▶ SUPPLIED RECORDS

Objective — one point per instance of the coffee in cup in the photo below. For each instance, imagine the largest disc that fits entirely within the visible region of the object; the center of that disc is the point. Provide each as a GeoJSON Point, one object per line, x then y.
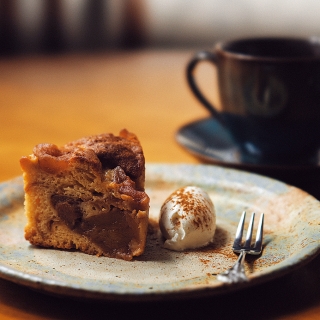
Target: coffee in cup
{"type": "Point", "coordinates": [270, 97]}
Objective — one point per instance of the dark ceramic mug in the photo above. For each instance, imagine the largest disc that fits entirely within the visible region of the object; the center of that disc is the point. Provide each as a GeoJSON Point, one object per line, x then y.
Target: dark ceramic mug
{"type": "Point", "coordinates": [270, 97]}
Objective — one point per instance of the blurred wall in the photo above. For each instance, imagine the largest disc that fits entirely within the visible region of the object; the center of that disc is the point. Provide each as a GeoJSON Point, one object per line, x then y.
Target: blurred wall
{"type": "Point", "coordinates": [29, 26]}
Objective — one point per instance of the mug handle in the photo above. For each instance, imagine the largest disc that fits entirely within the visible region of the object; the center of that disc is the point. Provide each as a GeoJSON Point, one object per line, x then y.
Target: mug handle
{"type": "Point", "coordinates": [201, 56]}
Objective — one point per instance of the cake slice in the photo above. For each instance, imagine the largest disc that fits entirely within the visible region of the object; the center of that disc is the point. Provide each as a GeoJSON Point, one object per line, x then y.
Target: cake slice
{"type": "Point", "coordinates": [88, 195]}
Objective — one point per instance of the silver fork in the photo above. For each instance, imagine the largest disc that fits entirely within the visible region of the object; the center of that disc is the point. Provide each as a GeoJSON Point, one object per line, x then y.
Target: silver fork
{"type": "Point", "coordinates": [237, 272]}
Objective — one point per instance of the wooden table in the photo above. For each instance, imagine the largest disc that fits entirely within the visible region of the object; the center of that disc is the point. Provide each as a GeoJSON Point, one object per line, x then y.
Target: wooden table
{"type": "Point", "coordinates": [60, 98]}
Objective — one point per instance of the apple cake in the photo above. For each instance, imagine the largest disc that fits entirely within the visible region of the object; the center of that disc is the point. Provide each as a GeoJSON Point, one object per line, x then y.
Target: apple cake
{"type": "Point", "coordinates": [88, 195]}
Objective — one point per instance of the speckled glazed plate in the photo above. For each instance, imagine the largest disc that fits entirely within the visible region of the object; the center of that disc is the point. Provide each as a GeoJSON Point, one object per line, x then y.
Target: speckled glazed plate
{"type": "Point", "coordinates": [292, 238]}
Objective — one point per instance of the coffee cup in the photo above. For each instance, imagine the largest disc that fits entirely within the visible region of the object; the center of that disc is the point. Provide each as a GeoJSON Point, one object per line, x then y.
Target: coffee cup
{"type": "Point", "coordinates": [269, 89]}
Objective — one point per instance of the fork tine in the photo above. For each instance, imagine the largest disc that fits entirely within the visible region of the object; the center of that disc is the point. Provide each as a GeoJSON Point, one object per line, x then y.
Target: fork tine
{"type": "Point", "coordinates": [238, 237]}
{"type": "Point", "coordinates": [258, 243]}
{"type": "Point", "coordinates": [247, 244]}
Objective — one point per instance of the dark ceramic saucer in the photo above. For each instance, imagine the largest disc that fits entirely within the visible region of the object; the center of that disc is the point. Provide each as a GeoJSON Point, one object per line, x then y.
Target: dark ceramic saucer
{"type": "Point", "coordinates": [210, 142]}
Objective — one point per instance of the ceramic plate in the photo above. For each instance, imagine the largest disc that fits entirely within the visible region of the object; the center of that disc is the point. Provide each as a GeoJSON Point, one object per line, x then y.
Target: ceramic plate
{"type": "Point", "coordinates": [292, 234]}
{"type": "Point", "coordinates": [210, 142]}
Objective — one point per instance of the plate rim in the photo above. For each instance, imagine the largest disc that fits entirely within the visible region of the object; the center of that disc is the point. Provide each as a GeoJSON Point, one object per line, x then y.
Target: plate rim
{"type": "Point", "coordinates": [52, 287]}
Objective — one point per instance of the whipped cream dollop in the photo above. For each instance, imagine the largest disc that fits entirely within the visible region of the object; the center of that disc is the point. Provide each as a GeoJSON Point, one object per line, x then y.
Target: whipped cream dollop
{"type": "Point", "coordinates": [187, 219]}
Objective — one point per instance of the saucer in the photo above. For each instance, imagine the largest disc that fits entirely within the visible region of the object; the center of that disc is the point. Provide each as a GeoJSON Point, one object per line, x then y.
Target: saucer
{"type": "Point", "coordinates": [208, 140]}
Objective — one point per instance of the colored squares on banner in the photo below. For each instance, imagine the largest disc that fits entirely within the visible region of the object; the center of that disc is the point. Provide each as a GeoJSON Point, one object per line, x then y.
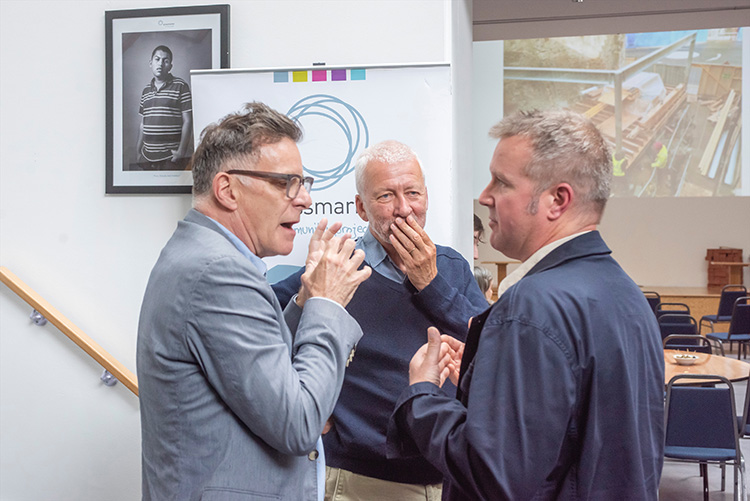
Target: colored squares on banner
{"type": "Point", "coordinates": [319, 75]}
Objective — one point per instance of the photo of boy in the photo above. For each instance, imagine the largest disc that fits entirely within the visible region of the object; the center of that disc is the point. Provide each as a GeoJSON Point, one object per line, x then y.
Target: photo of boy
{"type": "Point", "coordinates": [164, 137]}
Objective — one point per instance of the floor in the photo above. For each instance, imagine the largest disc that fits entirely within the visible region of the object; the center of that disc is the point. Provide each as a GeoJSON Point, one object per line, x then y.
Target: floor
{"type": "Point", "coordinates": [682, 482]}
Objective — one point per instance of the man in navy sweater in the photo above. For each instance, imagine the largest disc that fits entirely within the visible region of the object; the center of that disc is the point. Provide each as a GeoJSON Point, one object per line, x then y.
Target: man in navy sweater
{"type": "Point", "coordinates": [415, 284]}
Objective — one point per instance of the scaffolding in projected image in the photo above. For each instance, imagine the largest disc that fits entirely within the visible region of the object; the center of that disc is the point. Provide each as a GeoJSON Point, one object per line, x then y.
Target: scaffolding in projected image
{"type": "Point", "coordinates": [669, 119]}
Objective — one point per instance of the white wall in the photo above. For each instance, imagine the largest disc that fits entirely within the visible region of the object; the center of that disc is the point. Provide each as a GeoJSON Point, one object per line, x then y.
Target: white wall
{"type": "Point", "coordinates": [65, 436]}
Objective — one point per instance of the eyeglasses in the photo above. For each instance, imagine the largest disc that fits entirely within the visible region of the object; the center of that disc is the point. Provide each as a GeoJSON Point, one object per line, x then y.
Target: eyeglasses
{"type": "Point", "coordinates": [293, 181]}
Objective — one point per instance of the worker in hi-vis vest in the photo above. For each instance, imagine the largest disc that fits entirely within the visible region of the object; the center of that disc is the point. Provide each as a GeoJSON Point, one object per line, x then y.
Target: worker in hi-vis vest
{"type": "Point", "coordinates": [661, 156]}
{"type": "Point", "coordinates": [660, 164]}
{"type": "Point", "coordinates": [619, 182]}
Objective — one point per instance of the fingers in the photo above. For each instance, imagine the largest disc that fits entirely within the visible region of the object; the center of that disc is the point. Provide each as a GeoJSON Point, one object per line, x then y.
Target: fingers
{"type": "Point", "coordinates": [407, 235]}
{"type": "Point", "coordinates": [454, 343]}
{"type": "Point", "coordinates": [433, 345]}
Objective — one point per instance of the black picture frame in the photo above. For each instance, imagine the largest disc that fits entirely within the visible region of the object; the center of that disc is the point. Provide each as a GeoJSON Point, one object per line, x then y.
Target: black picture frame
{"type": "Point", "coordinates": [198, 38]}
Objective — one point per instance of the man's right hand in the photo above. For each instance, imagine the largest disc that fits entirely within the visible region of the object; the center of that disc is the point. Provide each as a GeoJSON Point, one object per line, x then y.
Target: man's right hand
{"type": "Point", "coordinates": [331, 269]}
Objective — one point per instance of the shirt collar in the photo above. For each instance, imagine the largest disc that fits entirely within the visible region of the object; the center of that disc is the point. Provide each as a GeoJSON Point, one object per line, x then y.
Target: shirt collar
{"type": "Point", "coordinates": [244, 250]}
{"type": "Point", "coordinates": [532, 261]}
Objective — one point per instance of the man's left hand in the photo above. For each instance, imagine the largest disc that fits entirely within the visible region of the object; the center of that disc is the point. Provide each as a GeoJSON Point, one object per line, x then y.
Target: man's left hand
{"type": "Point", "coordinates": [432, 363]}
{"type": "Point", "coordinates": [418, 253]}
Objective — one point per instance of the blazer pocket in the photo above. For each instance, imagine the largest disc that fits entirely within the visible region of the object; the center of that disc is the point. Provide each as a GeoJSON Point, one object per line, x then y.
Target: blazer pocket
{"type": "Point", "coordinates": [228, 494]}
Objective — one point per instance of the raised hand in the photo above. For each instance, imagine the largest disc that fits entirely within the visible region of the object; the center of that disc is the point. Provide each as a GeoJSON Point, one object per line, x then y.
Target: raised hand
{"type": "Point", "coordinates": [416, 250]}
{"type": "Point", "coordinates": [335, 275]}
{"type": "Point", "coordinates": [455, 350]}
{"type": "Point", "coordinates": [315, 250]}
{"type": "Point", "coordinates": [431, 363]}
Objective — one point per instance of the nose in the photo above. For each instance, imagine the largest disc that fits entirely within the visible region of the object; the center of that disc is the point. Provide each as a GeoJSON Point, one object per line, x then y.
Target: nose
{"type": "Point", "coordinates": [401, 207]}
{"type": "Point", "coordinates": [303, 198]}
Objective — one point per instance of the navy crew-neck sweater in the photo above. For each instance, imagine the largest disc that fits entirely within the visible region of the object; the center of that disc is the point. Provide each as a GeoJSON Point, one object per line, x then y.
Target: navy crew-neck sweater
{"type": "Point", "coordinates": [394, 318]}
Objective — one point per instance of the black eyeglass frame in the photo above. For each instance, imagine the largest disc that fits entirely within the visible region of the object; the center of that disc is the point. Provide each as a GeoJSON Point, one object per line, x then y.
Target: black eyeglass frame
{"type": "Point", "coordinates": [291, 179]}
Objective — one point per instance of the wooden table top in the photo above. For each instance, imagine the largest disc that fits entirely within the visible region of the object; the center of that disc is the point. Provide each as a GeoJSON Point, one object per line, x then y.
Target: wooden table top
{"type": "Point", "coordinates": [730, 368]}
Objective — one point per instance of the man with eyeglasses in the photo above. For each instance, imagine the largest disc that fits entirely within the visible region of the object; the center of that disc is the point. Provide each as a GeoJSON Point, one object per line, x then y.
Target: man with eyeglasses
{"type": "Point", "coordinates": [234, 392]}
{"type": "Point", "coordinates": [415, 284]}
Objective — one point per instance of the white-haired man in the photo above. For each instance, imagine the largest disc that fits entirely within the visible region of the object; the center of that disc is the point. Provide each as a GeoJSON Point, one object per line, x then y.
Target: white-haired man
{"type": "Point", "coordinates": [415, 284]}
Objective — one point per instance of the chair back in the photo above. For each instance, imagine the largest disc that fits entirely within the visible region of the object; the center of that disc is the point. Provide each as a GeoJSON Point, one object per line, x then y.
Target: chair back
{"type": "Point", "coordinates": [688, 342]}
{"type": "Point", "coordinates": [653, 299]}
{"type": "Point", "coordinates": [668, 308]}
{"type": "Point", "coordinates": [676, 323]}
{"type": "Point", "coordinates": [729, 295]}
{"type": "Point", "coordinates": [745, 419]}
{"type": "Point", "coordinates": [701, 418]}
{"type": "Point", "coordinates": [740, 323]}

▶ TASK TO CARRY OUT
Rewrite the material starting at the line that contains "Objective — one point per instance of the fingers" and ending at the line that contains "Target: fingers", with "fingers" changed to "fingertips" and all else left as it is.

▶ COMPLETE RESPONSE
Objective — one point per instance of the fingertips in the photo above. For each instance, imagine the largest disc that fits entirely within the visible region of the object; the center of that disc is the point. Provide each as a GeoJSON Point, one object per line, x then y.
Target: fingertips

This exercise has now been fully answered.